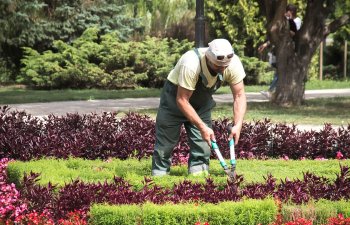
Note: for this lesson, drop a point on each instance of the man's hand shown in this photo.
(208, 135)
(235, 133)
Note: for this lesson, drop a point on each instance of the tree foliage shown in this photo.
(102, 62)
(38, 23)
(237, 21)
(294, 53)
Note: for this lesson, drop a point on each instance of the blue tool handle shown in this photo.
(215, 148)
(231, 144)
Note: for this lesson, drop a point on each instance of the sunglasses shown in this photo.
(221, 57)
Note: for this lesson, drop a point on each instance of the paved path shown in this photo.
(98, 106)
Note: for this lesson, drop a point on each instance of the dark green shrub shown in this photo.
(102, 62)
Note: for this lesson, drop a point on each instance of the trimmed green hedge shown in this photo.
(58, 171)
(319, 211)
(245, 212)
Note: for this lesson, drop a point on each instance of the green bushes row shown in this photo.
(94, 61)
(60, 172)
(102, 62)
(244, 212)
(319, 212)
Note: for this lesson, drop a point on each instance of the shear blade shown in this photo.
(231, 174)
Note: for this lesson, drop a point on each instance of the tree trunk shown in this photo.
(294, 54)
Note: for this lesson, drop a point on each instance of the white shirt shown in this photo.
(186, 71)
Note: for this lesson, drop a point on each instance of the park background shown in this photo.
(67, 48)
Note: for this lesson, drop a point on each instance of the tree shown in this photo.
(38, 23)
(294, 53)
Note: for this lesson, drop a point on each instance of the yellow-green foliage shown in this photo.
(106, 214)
(58, 171)
(319, 211)
(244, 212)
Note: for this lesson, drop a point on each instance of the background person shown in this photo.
(187, 100)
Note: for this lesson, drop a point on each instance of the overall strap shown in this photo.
(204, 79)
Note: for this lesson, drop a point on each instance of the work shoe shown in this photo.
(202, 173)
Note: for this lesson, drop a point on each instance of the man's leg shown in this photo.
(198, 162)
(167, 136)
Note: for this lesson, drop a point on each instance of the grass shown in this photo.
(20, 94)
(64, 171)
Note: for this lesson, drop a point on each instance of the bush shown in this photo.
(245, 212)
(94, 61)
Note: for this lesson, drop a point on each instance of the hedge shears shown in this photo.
(231, 173)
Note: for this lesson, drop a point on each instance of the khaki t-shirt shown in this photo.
(187, 70)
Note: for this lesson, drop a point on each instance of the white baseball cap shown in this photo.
(220, 52)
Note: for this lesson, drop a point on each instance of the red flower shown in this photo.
(339, 155)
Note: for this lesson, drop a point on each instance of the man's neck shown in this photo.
(211, 71)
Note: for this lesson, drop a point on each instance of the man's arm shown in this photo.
(182, 100)
(239, 109)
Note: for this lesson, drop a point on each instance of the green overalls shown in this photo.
(168, 124)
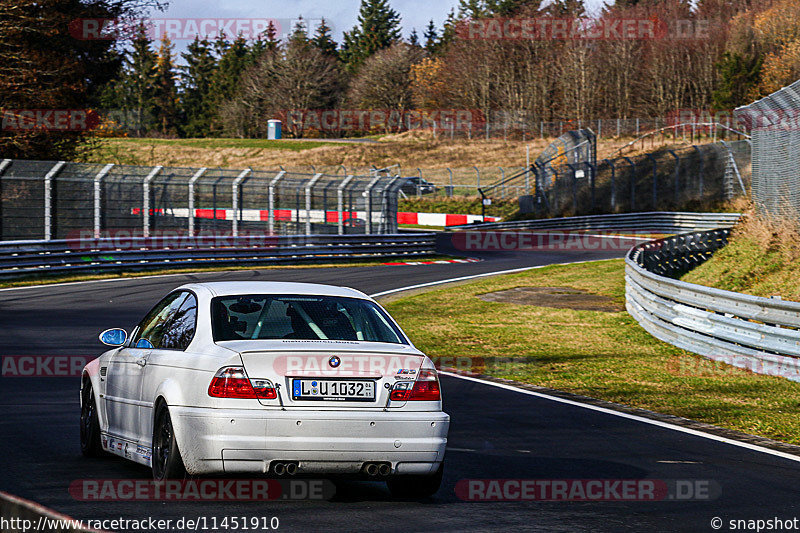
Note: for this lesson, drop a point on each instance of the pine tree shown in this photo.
(271, 34)
(139, 80)
(196, 83)
(431, 37)
(166, 90)
(378, 28)
(413, 39)
(323, 40)
(738, 76)
(233, 60)
(472, 9)
(567, 8)
(506, 8)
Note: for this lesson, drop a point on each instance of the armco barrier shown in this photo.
(653, 222)
(25, 258)
(759, 334)
(22, 516)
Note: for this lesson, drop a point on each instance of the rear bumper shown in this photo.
(324, 442)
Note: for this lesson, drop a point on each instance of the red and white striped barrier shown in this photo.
(318, 215)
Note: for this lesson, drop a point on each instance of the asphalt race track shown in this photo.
(495, 433)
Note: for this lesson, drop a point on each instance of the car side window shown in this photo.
(178, 334)
(151, 328)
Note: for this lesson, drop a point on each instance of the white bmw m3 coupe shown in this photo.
(268, 378)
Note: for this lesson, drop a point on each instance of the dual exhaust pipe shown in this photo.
(377, 469)
(284, 469)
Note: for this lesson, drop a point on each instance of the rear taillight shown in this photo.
(232, 382)
(425, 388)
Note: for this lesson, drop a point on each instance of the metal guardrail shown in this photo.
(653, 222)
(759, 334)
(26, 258)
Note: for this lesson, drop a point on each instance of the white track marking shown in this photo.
(476, 276)
(636, 418)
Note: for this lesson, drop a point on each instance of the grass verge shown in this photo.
(762, 259)
(604, 355)
(50, 280)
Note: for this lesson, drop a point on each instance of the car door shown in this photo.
(167, 359)
(125, 371)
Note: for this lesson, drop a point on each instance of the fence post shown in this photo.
(574, 189)
(633, 182)
(235, 198)
(3, 166)
(702, 169)
(613, 184)
(450, 191)
(675, 177)
(387, 225)
(97, 180)
(368, 194)
(146, 200)
(271, 200)
(310, 186)
(340, 201)
(48, 199)
(655, 180)
(192, 181)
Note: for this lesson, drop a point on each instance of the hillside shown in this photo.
(762, 259)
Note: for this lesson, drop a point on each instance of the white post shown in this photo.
(340, 201)
(146, 200)
(368, 195)
(310, 186)
(271, 205)
(97, 180)
(235, 197)
(528, 170)
(48, 199)
(197, 176)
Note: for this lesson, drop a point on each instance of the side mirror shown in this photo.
(114, 337)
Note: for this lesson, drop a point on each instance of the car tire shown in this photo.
(415, 487)
(90, 424)
(166, 460)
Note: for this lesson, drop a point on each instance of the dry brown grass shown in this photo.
(411, 150)
(762, 259)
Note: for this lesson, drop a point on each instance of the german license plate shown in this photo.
(354, 390)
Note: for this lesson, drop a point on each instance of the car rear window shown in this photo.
(260, 316)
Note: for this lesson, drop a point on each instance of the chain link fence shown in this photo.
(61, 200)
(775, 128)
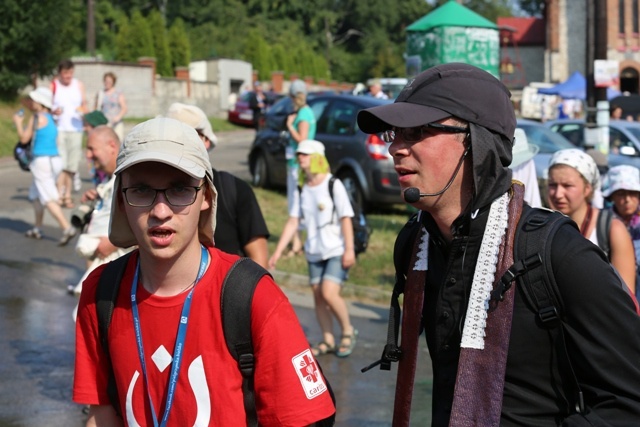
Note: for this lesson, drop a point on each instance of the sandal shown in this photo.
(34, 233)
(66, 202)
(68, 234)
(346, 349)
(322, 348)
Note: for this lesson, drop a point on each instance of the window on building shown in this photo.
(621, 16)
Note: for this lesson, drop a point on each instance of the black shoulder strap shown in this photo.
(228, 193)
(533, 247)
(332, 181)
(537, 281)
(106, 296)
(603, 226)
(237, 295)
(401, 258)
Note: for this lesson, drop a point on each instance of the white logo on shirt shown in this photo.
(309, 374)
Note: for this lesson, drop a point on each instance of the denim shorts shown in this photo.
(329, 269)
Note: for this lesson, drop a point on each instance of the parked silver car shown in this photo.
(624, 139)
(547, 141)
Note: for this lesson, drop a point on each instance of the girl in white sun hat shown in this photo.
(46, 164)
(573, 179)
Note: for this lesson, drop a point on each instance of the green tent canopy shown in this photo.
(451, 14)
(452, 33)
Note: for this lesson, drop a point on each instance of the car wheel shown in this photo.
(260, 172)
(351, 184)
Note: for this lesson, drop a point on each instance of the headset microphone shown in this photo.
(413, 194)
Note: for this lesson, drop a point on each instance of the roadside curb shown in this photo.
(350, 291)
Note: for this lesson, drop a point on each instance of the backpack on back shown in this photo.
(532, 268)
(361, 229)
(235, 305)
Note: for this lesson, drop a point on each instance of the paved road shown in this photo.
(36, 330)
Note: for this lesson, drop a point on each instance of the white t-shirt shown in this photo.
(324, 232)
(99, 224)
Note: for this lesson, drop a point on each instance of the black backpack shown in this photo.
(235, 302)
(531, 267)
(361, 229)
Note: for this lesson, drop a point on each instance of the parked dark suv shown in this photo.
(360, 160)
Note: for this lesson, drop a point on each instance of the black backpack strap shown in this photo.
(539, 287)
(106, 296)
(332, 181)
(401, 258)
(237, 295)
(603, 226)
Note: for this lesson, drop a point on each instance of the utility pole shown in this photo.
(91, 28)
(597, 120)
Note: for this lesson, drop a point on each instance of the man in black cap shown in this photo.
(452, 132)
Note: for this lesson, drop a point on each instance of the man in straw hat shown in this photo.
(494, 363)
(241, 228)
(165, 203)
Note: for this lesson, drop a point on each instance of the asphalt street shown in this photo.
(37, 331)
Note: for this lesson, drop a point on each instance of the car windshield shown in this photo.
(635, 131)
(546, 139)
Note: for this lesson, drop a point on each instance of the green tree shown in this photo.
(490, 9)
(160, 43)
(179, 44)
(134, 38)
(29, 45)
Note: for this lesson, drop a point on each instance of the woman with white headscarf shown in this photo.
(46, 164)
(573, 179)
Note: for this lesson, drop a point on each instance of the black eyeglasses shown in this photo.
(416, 134)
(142, 197)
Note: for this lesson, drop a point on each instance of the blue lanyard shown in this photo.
(179, 346)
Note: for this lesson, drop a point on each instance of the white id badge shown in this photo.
(289, 152)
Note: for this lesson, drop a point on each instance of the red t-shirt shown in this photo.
(289, 389)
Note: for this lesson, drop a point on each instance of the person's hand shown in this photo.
(348, 259)
(290, 120)
(88, 195)
(273, 260)
(17, 120)
(105, 248)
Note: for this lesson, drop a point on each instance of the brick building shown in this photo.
(566, 40)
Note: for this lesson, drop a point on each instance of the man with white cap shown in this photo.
(165, 202)
(241, 228)
(495, 361)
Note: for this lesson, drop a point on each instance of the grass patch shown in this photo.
(9, 137)
(374, 268)
(218, 124)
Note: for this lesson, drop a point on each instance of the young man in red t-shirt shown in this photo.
(166, 341)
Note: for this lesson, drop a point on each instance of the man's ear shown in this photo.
(206, 202)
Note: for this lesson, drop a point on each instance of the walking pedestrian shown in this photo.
(622, 187)
(301, 126)
(494, 363)
(573, 178)
(165, 203)
(241, 228)
(46, 164)
(69, 104)
(112, 103)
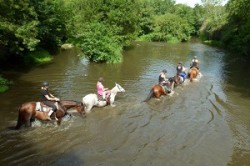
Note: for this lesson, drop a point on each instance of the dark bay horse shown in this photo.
(159, 90)
(156, 91)
(193, 73)
(27, 112)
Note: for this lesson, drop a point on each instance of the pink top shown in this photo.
(99, 88)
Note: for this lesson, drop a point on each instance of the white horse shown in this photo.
(91, 100)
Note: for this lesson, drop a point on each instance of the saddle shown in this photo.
(107, 98)
(166, 88)
(40, 106)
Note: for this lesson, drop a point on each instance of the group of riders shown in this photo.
(169, 83)
(50, 100)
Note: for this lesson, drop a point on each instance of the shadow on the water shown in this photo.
(237, 71)
(18, 148)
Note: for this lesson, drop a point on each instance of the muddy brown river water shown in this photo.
(204, 123)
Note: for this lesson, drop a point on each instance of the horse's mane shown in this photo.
(71, 100)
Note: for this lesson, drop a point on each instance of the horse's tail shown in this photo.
(19, 119)
(149, 95)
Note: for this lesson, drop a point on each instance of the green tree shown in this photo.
(172, 28)
(18, 26)
(236, 36)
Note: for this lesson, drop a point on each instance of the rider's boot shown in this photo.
(49, 114)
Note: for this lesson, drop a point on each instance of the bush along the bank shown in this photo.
(4, 84)
(99, 43)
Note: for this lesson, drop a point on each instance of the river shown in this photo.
(206, 122)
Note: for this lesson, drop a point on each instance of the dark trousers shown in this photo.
(51, 104)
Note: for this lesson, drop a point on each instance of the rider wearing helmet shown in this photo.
(48, 99)
(101, 90)
(195, 63)
(180, 68)
(162, 77)
(164, 81)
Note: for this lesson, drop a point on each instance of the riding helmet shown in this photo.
(45, 84)
(100, 79)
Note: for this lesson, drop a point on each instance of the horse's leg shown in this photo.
(59, 121)
(88, 108)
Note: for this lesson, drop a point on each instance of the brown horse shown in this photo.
(193, 73)
(27, 112)
(159, 90)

Exercise details -> Copy out the lines from the line containing "boot shown in this photo." to the end of the listing above, without alteration.

Exercise answer ->
Note: for this lesson, drop a point on each instance of the rider's boot shown in this photo.
(49, 114)
Note: for this lesson, drop a point on each instance of the bush along the bank shown in this photo.
(4, 84)
(99, 43)
Note: for this lesson, drop a point on each instance of the river shown in this photo.
(206, 122)
Note: for this lesson, drop a point on each instance of the dark trousers shown in this photo.
(51, 104)
Note: for this lesson, drop a point on each instance of the rider wearing helmet shown in this photo.
(48, 99)
(101, 90)
(195, 63)
(180, 68)
(162, 77)
(164, 81)
Note: for this lesson, drop a point on each instance of the riding helmet shown in this photo.
(45, 84)
(100, 79)
Note: for this lesson, drop a point on each instance of the horse's leg shown in this photo.
(59, 121)
(88, 108)
Note: for this lesson, drop a point on each instance of the brown horse shown in this photo.
(193, 73)
(27, 112)
(159, 90)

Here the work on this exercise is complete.